> **Exercise text**:
[Start of section]

Drosophila Myb mutations cause a delayed G1/S progression and abnormal mitosis, including defects in chromosome condensation and segregation. J.R. Manak , N. Mitiku , J. Lipsick. Dept Pathology, Stanford Univ Sch Medicine, Stanford, CA.
Vertebrates have three related Myb genes. c-Myb is required for hematopoiesis and when altered causes leukemias and lymphomas, A-Myb is required for spermatogenesis and mammary gland proliferation in mice, and B-Myb is expressed in all dividing cells and is essential for early embryonic development. When quiescent cells enter the cell cycle, B-Myb is expressed in late G1/early S and is directly regulated by the p16/cyclinD/ p107-p130/ E2F pathway along with other S phase genes. These results suggest that B-Myb may be a critical regulator of S phase entry or progression.

[End of section]

> **Given records**:
[Start of section]

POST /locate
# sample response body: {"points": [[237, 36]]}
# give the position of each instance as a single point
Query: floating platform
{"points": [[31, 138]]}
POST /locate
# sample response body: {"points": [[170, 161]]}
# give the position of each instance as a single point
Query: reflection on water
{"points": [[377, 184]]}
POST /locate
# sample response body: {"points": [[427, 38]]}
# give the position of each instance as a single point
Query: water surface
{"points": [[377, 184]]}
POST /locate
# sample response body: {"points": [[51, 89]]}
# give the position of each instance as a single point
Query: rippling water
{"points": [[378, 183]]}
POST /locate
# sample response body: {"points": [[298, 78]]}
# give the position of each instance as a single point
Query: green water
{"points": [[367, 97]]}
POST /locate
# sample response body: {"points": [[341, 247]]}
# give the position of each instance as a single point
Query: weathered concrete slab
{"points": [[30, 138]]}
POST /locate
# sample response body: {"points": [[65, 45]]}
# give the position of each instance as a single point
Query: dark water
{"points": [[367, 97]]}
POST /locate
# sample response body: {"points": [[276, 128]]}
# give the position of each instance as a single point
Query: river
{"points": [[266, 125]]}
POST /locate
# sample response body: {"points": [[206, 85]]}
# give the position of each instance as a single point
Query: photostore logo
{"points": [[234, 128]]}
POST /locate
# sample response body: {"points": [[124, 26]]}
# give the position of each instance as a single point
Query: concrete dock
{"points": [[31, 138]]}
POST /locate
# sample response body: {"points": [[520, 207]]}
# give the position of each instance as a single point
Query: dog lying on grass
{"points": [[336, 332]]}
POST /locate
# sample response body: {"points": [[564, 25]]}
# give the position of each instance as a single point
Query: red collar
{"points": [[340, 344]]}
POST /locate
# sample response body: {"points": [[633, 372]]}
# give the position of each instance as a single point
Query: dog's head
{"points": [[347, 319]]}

[End of section]
[Start of section]

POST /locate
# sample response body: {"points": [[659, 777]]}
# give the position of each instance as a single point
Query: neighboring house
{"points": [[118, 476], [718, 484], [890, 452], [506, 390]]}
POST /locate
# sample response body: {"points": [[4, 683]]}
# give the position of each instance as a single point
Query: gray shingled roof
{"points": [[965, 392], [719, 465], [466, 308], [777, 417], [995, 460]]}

[End of section]

> **Problem set**:
**a)** Reproduce the part of the Myb abstract from "Vertebrates have three" up to and including "entry or progression.".
**b)** Write the next part of the Myb abstract, picking up after its final sentence.
The rows have no connection to the Myb abstract.

> **Responses to the tasks**:
**a)**
Vertebrates have three related Myb genes. c-Myb is required for hematopoiesis and when altered causes leukemias and lymphomas, A-Myb is required for spermatogenesis and mammary gland proliferation in mice, and B-Myb is expressed in all dividing cells and is essential for early embryonic development. When quiescent cells enter the cell cycle, B-Myb is expressed in late G1/early S and is directly regulated by the p16/cyclinD/ p107-p130/ E2F pathway along with other S phase genes. These results suggest that B-Myb may be a critical regulator of S phase entry or progression.

**b)**
Drosophila and other invertebrates have only a single Myb gene most closely related to B-Myb. Two temperature sensitive alleles of Drosophila Myb (Dm-Myb) have previously been isolated and were reported to affect the G2/M transition (Katzen, A. et al., Genes & Dev 12: 831-43, 1998). We have now isolated two apparent null alleles of Dm-Myb. These mutants are late third instar larval/ prepupal lethals. Imaginal disc cells in these mutants show a prolonged G1 phase with a compensatory decrease in G2, not an increase in G2 as predicted from previously published reports. In addition, there are an increased number of cells arrested in M phase with a defect in chromosome condensation. We also observe a dramatic increase in polyploidy and aneuploidy, the latter of which is a hallmark of cancer in vertebrate systems. Recently, it has been shown that chromosome condensation can occur even when DNA replication is abrogated (Yu, K. et al., Nature Cell Biology 2: 609-615, 2000). Taken together, our results therefore suggest that Dm-Myb is essential for both timely entrance into S phase as well as chromosome condensation and segregation.